• **Verilen Metin**

Irak ordusunun Şengal dağlarına konuşlanmayacağını açıklamasının ardından Êzidîlerin çadır eylemi sona erdi. Şengal halkı başka güç istemediklerini söyledi
Yeni bir soykırımla karşılaşılmaması için Şengal’e destek protestoları birçok ülkede devam ediyor. Êzidîler uzun süredir Şengal’in etrafına binlerce asker getiren Irak yönetimine ve KDP’ye IŞİD geldiğinde ordularınız neden kaçtı, neredeydiniz diye soruyor. Êzidî Kürtlerin kutsal yurdu Şengal’deki özerkliği yok etmek için Bağdat ve Hewlêr hükümeti arasında yapılan anlaşma sonrası Irak hükümetinin bölgeye binlerce asker sevk etmesine karşı başlatılan çadırlı calı kalkan nöbeti noktalandı.

• **Veri Kayıtları**
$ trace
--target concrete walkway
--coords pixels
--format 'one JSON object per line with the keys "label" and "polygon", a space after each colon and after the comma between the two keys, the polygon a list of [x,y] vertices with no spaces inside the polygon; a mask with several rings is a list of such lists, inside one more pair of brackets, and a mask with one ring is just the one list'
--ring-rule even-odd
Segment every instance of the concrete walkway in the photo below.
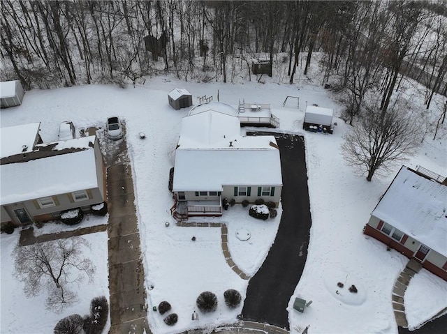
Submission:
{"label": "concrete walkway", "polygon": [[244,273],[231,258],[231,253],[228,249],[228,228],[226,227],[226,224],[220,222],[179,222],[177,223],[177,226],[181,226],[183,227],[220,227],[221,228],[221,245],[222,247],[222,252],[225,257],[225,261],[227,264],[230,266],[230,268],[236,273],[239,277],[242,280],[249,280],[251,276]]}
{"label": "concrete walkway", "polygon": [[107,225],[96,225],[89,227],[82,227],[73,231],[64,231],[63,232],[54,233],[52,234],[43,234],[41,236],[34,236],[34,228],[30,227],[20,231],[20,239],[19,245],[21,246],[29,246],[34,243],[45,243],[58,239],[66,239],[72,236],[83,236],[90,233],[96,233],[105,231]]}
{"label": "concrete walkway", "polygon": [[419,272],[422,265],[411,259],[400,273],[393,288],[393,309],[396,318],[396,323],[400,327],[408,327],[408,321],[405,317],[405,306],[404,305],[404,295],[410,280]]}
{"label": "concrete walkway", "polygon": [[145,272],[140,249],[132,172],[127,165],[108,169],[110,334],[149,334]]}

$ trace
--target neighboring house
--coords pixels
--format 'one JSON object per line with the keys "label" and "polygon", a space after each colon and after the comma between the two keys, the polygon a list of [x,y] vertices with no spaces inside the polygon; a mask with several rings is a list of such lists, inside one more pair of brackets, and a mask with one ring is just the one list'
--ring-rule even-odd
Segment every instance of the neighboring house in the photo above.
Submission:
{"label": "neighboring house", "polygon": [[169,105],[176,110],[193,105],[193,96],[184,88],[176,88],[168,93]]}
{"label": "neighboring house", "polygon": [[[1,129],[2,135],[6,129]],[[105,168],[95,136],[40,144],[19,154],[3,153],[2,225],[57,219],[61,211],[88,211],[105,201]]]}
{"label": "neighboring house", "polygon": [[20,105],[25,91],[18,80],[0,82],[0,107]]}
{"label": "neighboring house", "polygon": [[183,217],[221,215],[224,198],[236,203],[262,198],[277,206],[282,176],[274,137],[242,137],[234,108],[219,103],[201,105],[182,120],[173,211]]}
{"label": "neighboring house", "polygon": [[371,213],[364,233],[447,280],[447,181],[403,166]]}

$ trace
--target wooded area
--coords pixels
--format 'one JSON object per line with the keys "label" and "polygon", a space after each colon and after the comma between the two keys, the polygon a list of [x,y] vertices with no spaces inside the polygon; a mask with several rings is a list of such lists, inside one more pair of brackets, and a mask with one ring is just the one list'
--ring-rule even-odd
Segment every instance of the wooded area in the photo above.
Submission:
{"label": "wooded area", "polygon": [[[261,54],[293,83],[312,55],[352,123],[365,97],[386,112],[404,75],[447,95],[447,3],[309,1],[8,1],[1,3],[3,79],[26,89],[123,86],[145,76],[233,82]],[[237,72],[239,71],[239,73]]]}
* * *
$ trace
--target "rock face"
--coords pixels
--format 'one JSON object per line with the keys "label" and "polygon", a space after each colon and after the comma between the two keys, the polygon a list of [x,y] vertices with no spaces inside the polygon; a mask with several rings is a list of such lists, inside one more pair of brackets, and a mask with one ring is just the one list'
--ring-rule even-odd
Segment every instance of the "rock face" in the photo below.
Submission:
==
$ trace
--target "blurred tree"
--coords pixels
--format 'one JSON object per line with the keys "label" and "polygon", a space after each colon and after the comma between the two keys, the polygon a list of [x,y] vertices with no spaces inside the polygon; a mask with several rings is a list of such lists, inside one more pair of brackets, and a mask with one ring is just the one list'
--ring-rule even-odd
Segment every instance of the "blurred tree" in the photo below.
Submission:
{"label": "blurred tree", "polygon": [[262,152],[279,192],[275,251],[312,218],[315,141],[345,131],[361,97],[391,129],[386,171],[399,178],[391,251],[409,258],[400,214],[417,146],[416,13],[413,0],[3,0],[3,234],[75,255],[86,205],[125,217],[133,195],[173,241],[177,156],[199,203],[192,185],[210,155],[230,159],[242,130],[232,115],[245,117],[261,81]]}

• **Alıştırma A**
Şengal'deki çadır eylemiyle ilgili metne göre Êzidîlerin çadır eylemi hangi açıklamanın ardından sona erdi?
• **Alıştırma B**
Şengal'deki çadır eylemini anlatan metni, son cümlesinden sonra gelecek kısımla sürdürün.
Kayıtlar, metinden ayrı başka bir kaynaktan alınmıştır.

• **Yazılı Yanıt A**
Irak ordusunun Şengal dağlarına konuşlanmayacağını açıklamasının ardından sona erdi.

• **Yazılı Yanıt B**
ANHA’nın haberine göre 26 Kasım’da Êzidî Gençlik Birliği (YCÊ) ve Êzidî Genç Kadın Birliği (YJCÊ) üyeleri öncülüğünde başlatılan “canlı kalkan” eylemi Şengal Özerk Yönetimi ve YBŞ Komutanlığı’nın, Irak ordusunun Şengal dağlarında konuşlanmayacağını açıklaması üzerine 28 Kasım gecesi sonlandırıldı. Eylemciler adına konuşma yapan öğretmen Xanim Şengalî şunları söyledi: “3 gün süren bu eylemimiz, toplumumuzun düşmanlarına bir cevaptı. Bu eylemle Êzidî gençlerin, bu topluma yönelik tüm planlara karşı durabileceğini gösterdik. Irak ordusu, kutsal yerlerimizi işgal etme girişiminde geri adım atmıştır. Irak ordusunun ve Özerk Yönetimimiz ve güçlerimizle anlaşması sonucu bu eylemi sonlandırıyoruz.”
‘Yitirdiklerimizi geri getirsinler’
ANHA’dan Şervin Mustafa’nın mikrofon tuttuğu Şengalliler başka bir gücü istemediklerini söylediler.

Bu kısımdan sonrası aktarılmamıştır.